■ **TEXT EXCERPT**
++++
Monday, Dec. 20, 1948

Continuing War

The largest lecture room at the University of Illinois College of Medicine in Chicago was jammed one day last week. Every one of the 325 seats was taken; 150 people stood in the aisles. Word had gone around that Dr. Otto Warburg, 65, respectfully called "the Old Man," was going to make his first public report since he arrived from Germany last June.

A Nobel Prizewinner (1931), Warburg is a biochemist about whom anecdotes crystallize. In the '305 the Nazis had winked at the fact that he was "non-Aryan," allowed him to keep on working in the Kaiser Wilhelm Institute. Warburg's field was cancer research, and Hitler had a personal dread of the disease. Warburg could also manage the occupation authorities. When Berlin was first occupied, he lost his riding horses twice, once to the Russians and once to the Americans; he got them back each time.

Fellow biochemists were sure he would have some news last week. He did. He has been working with enzymes, the chemical substances found in the body and in plants, that act like catalysts (e.g., pepsin in the stomach). Previously, he had isolated eight of eleven enzymes that cause fermentation, then devoted his time to studying just one of them, an enzyme he called zymohexase. He found that the blood of rats with cancer contains more zymohexase than that of normal rats, and that the larger the tumor, the greater the amount of the enzyme.

Since cancer cells ferment as they grow, Warburg had suggested finding a substance that would stop the fermentation. Now, he announced that he had found an "anti-zymohexase," and that enough zymohexase can be drawn from the body to make large quantities of the anti-enzyme.

Had cancer fighters gained another inch or so in their Sisyphean progress? Much work remained to be done before anyone could be sure. Said Warburg, after discussing the action of the anti-enzyme: "It must now be found out by experiment whether such an anti-enzyme will inhibit the growth of tumors in the human body."

Research into cancer leads workers into many byways, occasionally into danger. In September, Biochemist Herbert Winegard began to study a substance called ergo-thioneine, a sulphur compound found in abnormal amounts in the urine of cancer patients; it may, chemists think, affect the growth of cancer. In order to make the compound artificially, Winegard had to work with an unstable chemical compound called diazomethane; it is a deadly, odorless yellow gas that can be inhaled without giving a warning sensation of choking. No antidote is known. On Thanksgiving Day he finished his first pilot synthesis at Philadelphia's Lankenau Hospital Cancer Research Institute, did it again a week later.

One day last week, at 28, Winegard died in Philadelphia's Jewish Hospital. It was just four years to the day since he had turned down a higher-paid commercial job to work at Lankenau--to satisfy "a longstanding ambition." Diazomethane, it appeared, had damaged his lungs and made him an easy prey for pneumonia.
++++
■ **GIVEN INFORMATION**
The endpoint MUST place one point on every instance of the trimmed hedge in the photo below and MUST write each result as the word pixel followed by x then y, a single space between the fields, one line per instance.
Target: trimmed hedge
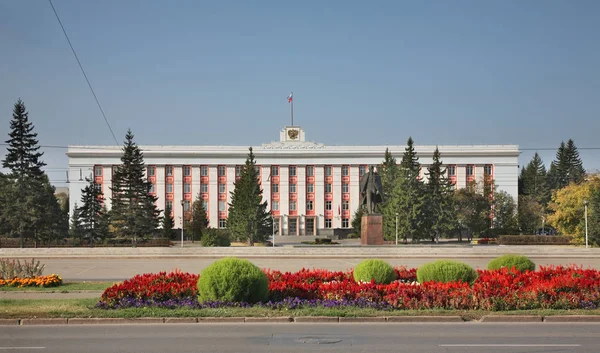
pixel 520 262
pixel 446 271
pixel 378 270
pixel 233 280
pixel 533 240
++++
Please sum up the article "Continuing War" above in two sentences.

In his first public report since arriving from Germany, Nobel Prizewinner Dr. Otto Warburg told a packed room at the University of Illinois College of Medicine in Chicago that he had found an "anti-zymohexase," an anti-enzyme against an enzyme more plentiful in the blood of rats with cancer, though experiments must still show whether it will inhibit tumor growth in the human body. Cancer research can also be dangerous: Biochemist Herbert Winegard, who worked with the deadly gas diazomethane to synthesize ergo-thioneine, died at 28 after the gas apparently damaged his lungs and made him an easy prey for pneumonia.